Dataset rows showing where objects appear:
——
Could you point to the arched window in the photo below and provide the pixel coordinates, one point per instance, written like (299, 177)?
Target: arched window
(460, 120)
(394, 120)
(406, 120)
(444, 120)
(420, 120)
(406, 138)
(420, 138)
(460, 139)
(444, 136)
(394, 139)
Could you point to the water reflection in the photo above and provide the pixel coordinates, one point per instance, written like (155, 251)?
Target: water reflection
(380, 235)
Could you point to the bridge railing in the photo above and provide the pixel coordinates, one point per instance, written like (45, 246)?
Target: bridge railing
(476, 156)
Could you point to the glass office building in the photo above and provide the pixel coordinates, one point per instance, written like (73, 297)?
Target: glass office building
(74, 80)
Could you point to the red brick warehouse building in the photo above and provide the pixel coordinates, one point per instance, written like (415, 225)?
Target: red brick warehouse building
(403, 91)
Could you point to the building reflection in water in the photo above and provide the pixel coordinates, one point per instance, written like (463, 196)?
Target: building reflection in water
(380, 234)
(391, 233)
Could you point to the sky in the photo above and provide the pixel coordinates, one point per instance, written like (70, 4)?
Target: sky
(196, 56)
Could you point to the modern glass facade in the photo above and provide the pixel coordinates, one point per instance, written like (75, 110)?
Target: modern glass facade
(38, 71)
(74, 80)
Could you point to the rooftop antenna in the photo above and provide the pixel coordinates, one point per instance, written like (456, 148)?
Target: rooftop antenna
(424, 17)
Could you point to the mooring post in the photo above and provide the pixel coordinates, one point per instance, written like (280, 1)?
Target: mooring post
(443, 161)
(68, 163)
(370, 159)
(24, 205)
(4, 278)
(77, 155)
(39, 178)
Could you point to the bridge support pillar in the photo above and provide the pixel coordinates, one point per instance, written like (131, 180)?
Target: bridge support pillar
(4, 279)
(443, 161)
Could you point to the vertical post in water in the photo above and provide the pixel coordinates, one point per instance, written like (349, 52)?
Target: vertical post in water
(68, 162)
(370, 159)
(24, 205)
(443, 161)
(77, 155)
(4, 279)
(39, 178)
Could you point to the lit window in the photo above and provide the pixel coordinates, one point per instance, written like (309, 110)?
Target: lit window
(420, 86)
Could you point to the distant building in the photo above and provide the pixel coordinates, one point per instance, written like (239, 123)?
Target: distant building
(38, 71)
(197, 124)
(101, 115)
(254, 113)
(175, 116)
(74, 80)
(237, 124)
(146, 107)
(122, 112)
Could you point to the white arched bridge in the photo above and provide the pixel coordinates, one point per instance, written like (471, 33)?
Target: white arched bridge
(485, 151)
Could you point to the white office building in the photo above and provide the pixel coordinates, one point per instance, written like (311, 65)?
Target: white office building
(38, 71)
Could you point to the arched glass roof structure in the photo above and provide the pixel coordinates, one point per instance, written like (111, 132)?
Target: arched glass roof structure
——
-- Given task --
Copy out the entire listing above, word for word, without changing anything.

-- Result for this task --
Could you point to the arched window in the photo below and provide the pixel coordinates, one point per instance, written like (299, 177)?
Target: arched window
(460, 120)
(394, 120)
(406, 120)
(444, 120)
(420, 120)
(406, 138)
(420, 138)
(460, 139)
(444, 136)
(394, 139)
Could you point to the water reflection in the photo above and provide the pixel coordinates, one point per instance, written like (155, 251)?
Target: water reflection
(380, 235)
Could you point to the bridge railing in the photo above and provide the pixel coordinates, one point per instance, written like (45, 246)?
Target: bridge railing
(476, 156)
Could you point to the glass office building in the photo above and provide the pixel coordinates, one point per instance, written like (73, 297)?
Target: glass office building
(74, 80)
Could you point to the red brick warehouse building in the photo above and provide the pixel coordinates, one point per instance, written like (415, 225)?
Target: red brick warehouse building
(403, 91)
Could you point to the building reflection in water in the photo above and provide the pixel coordinates, one point per instance, written like (463, 196)?
Target: building reflection in water
(380, 234)
(391, 233)
Could you point to the sky in the photo above and provide the pixel coordinates, one point per instance, written like (70, 4)?
Target: sky
(196, 56)
Could you point to the modern glass facade in the photo above and provide the pixel coordinates, one point per instance, written like (75, 110)?
Target: modern glass facade
(38, 71)
(74, 80)
Could you point to the rooftop antenna in the photo above and provide the pixel coordinates, one point per instance, written like (456, 148)?
Target: rooftop antenna
(424, 17)
Could you point to the mooring post in the photo above and provide the pixel coordinates, one point per instance, written like (280, 1)?
Target: mooring post
(443, 161)
(68, 163)
(370, 159)
(24, 205)
(4, 278)
(77, 155)
(39, 178)
Could you point to the bridge support pillar in the photo above and provide the pixel coordinates, one point per instance, written like (131, 180)?
Target: bridge support pillar
(4, 279)
(443, 161)
Could you point to the vertical post in water in the photo above and provide the pixel coordinates, one point per instance, written like (349, 52)?
Target: vertical post in water
(68, 162)
(370, 159)
(24, 205)
(443, 161)
(77, 155)
(4, 279)
(39, 178)
Could you point to the lit window in the photo above and provide the pixel coordinates, one point per instance, written like (309, 110)?
Target: lit window
(420, 86)
Could you point to the distant building in the photo above and provide the pixel coordinates, one point per instance, written like (239, 123)?
Target: distant building
(38, 71)
(197, 124)
(101, 115)
(254, 113)
(175, 116)
(74, 80)
(237, 124)
(146, 107)
(122, 112)
Could you point to the white arched bridge in the photo above and provide the pixel coordinates, one point per instance, written like (471, 33)?
Target: white arched bridge
(485, 151)
Could you point to the white office building in the photo above and provide the pixel coordinates, one point per instance, written like (311, 65)?
Target: white office building
(38, 71)
Could you point to the arched glass roof structure in the photo above and provide the pixel coordinates, one point per instance, written like (111, 132)?
Target: arched glass roof structure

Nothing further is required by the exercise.